__Instructions to follow__: Set down every entry once more, character for character.

__Data for this task__:

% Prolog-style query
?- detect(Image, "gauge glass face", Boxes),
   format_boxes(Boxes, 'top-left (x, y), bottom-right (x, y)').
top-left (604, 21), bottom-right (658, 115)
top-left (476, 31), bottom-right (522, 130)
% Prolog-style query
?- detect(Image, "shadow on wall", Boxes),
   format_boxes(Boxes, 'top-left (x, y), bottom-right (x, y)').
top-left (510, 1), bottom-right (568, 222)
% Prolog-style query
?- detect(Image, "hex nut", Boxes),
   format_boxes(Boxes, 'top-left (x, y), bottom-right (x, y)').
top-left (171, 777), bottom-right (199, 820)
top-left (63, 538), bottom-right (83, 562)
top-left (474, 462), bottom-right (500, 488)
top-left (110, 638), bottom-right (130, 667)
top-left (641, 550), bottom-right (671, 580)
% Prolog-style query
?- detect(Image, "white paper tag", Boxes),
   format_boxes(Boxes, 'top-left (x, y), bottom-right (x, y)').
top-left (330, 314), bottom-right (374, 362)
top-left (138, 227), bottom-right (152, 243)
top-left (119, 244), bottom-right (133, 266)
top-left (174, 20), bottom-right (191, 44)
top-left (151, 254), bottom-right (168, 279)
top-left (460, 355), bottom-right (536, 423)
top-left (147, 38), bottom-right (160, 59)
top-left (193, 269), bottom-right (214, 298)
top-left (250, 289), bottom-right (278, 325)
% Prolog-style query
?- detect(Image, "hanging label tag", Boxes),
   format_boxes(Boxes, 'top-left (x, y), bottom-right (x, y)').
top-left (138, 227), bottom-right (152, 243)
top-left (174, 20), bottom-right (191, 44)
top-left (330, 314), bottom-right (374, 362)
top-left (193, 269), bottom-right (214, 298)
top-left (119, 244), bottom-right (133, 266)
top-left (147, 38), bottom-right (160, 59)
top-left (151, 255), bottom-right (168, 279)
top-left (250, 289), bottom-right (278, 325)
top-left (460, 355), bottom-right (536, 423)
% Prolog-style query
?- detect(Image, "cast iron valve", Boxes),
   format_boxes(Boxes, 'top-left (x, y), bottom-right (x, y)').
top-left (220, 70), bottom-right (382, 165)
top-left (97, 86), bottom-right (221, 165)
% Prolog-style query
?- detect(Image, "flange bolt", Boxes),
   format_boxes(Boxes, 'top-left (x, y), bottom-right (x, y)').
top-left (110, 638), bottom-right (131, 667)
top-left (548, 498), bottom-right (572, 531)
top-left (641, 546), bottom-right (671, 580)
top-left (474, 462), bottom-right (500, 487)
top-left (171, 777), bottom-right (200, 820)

__Exercise result__:
% Prolog-style query
?- detect(Image, "gauge glass face", Boxes),
   format_boxes(Boxes, 'top-left (x, y), bottom-right (x, y)').
top-left (604, 21), bottom-right (658, 115)
top-left (476, 31), bottom-right (522, 130)
% Prolog-style query
?- detect(Image, "shadow on wall", Boxes),
   format_boxes(Boxes, 'top-left (x, y), bottom-right (x, y)').
top-left (510, 1), bottom-right (568, 222)
% Prolog-style query
?- detect(Image, "hex nut", Boxes),
   format_boxes(Boxes, 'top-left (x, y), bottom-right (x, y)').
top-left (171, 777), bottom-right (199, 820)
top-left (63, 538), bottom-right (83, 562)
top-left (474, 462), bottom-right (500, 488)
top-left (110, 638), bottom-right (130, 667)
top-left (641, 550), bottom-right (671, 580)
% Prolog-style query
?- detect(Image, "white paper tag", Boxes),
   format_boxes(Boxes, 'top-left (x, y), bottom-right (x, y)').
top-left (330, 314), bottom-right (374, 362)
top-left (138, 227), bottom-right (152, 243)
top-left (119, 244), bottom-right (133, 266)
top-left (174, 20), bottom-right (191, 44)
top-left (151, 254), bottom-right (168, 279)
top-left (460, 355), bottom-right (536, 423)
top-left (147, 38), bottom-right (160, 59)
top-left (193, 269), bottom-right (214, 298)
top-left (250, 289), bottom-right (278, 325)
% Prolog-style query
?- detect(Image, "hanging label tag", Boxes),
   format_boxes(Boxes, 'top-left (x, y), bottom-right (x, y)').
top-left (138, 227), bottom-right (152, 243)
top-left (174, 20), bottom-right (191, 44)
top-left (330, 314), bottom-right (374, 362)
top-left (193, 269), bottom-right (214, 298)
top-left (119, 244), bottom-right (133, 266)
top-left (147, 38), bottom-right (160, 59)
top-left (151, 255), bottom-right (168, 279)
top-left (250, 289), bottom-right (278, 325)
top-left (460, 355), bottom-right (536, 423)
% Prolog-style query
?- detect(Image, "cast iron valve", Boxes),
   format_boxes(Boxes, 'top-left (x, y), bottom-right (x, y)').
top-left (220, 70), bottom-right (382, 165)
top-left (97, 86), bottom-right (221, 165)
% Prolog-style query
?- detect(Image, "flange bolt", Boxes),
   format_boxes(Boxes, 'top-left (x, y), bottom-right (x, y)').
top-left (110, 638), bottom-right (131, 667)
top-left (548, 498), bottom-right (572, 531)
top-left (641, 546), bottom-right (671, 580)
top-left (474, 462), bottom-right (500, 487)
top-left (171, 777), bottom-right (200, 820)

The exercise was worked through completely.